▶ **Excerpted text**:
════════
# Mystery Snails eat dead fish?



## squilky (Jun 3, 2010)

I noticed one of my guppies wasn't looking too good. When I returned home, there was no sign of the guppy anywhere. Is it possible a pair of mystery snails could have eaten it, if it died?


----------



## isimek (Jun 9, 2010)

do you have any other fish in that tank?


----------



## kitten_penang (Mar 26, 2008)

i woke up to find bones in he tank.my shrimp id it.snails do eat meat too ocasionally


----------



## isimek (Jun 9, 2010)

crazy scavengers.


----------



## dfbiggs (May 19, 2010)

Yeah I thought the same thing..thought they would choose veggies over meat. When my husband had temporarily put his black neons in my tank with golden snails..one fish died and 2 of the snails were like fighting over the dead body.. So then I figured i am going to start adding meaty food to their diet.. Something else surprised me to..I was told that golden snails will eat your plants..they don't even bother them..guess i keep them well fed though.
════════
▶ **Recorded data**:
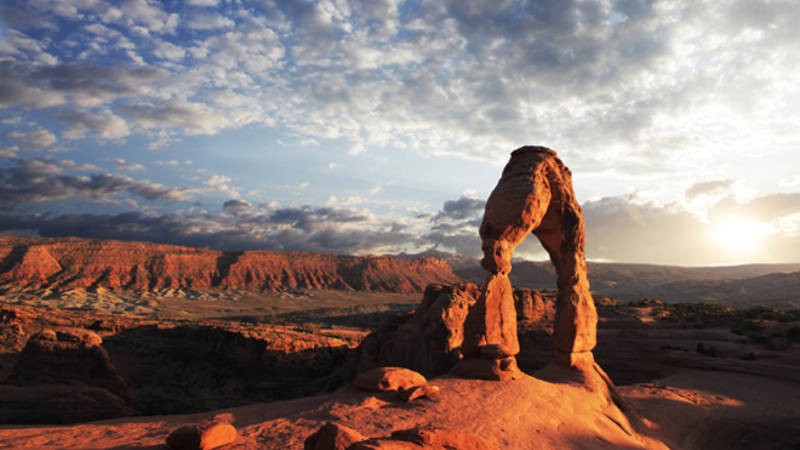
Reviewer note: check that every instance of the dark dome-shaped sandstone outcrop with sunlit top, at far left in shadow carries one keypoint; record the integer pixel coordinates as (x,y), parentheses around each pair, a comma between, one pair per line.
(67,356)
════════
▶ **Exercise**: Reproduce everything in the mystery snail thread from "I noticed one" down to "in that tank?".

▶ **Reply to the task**:
I noticed one of my guppies wasn't looking too good. When I returned home, there was no sign of the guppy anywhere. Is it possible a pair of mystery snails could have eaten it, if it died?


----------



## isimek (Jun 9, 2010)

do you have any other fish in that tank?